Today, we fly an old, old airplane. The University
of Houston's College of Engineering presents this
series about the machines that make our
civilization run, and the people whose ingenuity
created them.
The ancient bird models in
the Cairo Museum were all pretty similar. Only one
in the set was wrong. It was made of sycamore wood
-- a little thing with a 7-inch wingspan. In 1969
Khalil Messiha, an Egyptian doctor and amateur
student of bird models, noticed it. It stood out
for him because he saw it through the eyes of his
childhood. He recalled the shapes and forms he'd
worked with when he'd built model airplanes. This
wasn't a bird at all. It was a model airplane, and
that wasn't possible.
+ + + + +
• SET EXERCISE:
Pick up the account of the sycamore-wood model in the Cairo Museum where it stops, and keep writing it.

Dataset excerpts on object pointing
+ + + + +
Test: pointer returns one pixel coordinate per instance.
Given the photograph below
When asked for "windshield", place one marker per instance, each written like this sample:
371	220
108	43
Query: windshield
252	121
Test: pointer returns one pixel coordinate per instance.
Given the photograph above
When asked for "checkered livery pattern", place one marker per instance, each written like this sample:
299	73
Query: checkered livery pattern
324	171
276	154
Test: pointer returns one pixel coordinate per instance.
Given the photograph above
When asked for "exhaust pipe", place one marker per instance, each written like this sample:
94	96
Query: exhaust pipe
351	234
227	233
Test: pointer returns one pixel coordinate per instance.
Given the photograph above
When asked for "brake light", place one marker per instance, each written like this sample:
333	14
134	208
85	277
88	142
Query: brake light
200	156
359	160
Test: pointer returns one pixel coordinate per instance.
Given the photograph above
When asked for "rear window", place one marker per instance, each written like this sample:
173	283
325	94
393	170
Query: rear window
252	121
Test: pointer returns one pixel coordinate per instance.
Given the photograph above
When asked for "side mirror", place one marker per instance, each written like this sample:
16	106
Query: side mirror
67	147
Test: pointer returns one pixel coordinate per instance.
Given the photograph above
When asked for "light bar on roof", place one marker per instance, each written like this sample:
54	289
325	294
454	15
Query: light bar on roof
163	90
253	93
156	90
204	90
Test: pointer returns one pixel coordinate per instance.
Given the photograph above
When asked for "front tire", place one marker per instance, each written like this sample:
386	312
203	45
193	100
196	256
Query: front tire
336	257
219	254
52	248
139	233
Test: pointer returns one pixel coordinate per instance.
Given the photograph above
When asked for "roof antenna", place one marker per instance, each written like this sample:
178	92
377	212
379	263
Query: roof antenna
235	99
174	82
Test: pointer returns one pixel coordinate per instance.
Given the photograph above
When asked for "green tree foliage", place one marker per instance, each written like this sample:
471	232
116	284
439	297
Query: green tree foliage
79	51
+ + + + +
• EXERCISE RESPONSE:
The other birds had legs. This had none. The other
birds had painted feathers. This had none. The
other birds had horizontal tail feathers like a
real bird. Perhaps that was the most important
thing. Birds don't have to be stable in flight
because they can correct their direction. But a
model airplane needs a vertical rudder to keep it
moving straight. This strange wooden model tapered
into a vertical rudder. One can also see that the
wing has an airfoil cross-section. It was all
aerodynamically correct. Too much about the model
was beyond coincidence. Messiha's brother, a flight
engineer, reproduced it in balsa wood and launched
it. It flew. It really flew!
The model was dug up in Sakkara a hundred years
ago. Sakkara is a site of ancient ruins, but this
model is more recent. It's from the 3rd century BC,
from an age of invention that followed the death of
Alexander the Great. That so-called Hellenistic
period gave us gears, screws, plumbing, control
valves, Euclidian geometry, Archimedes, and
Ptolemy's astronomy.
And so, it seems, it also produced a modern concept
of flight. 1800 years later Leonardo da Vinci was
still trying to invent flapping-wing airplanes and
corkscrew-driven helicopters. But here, an Egyptian
had produced something with all the features of a
modern sailplane.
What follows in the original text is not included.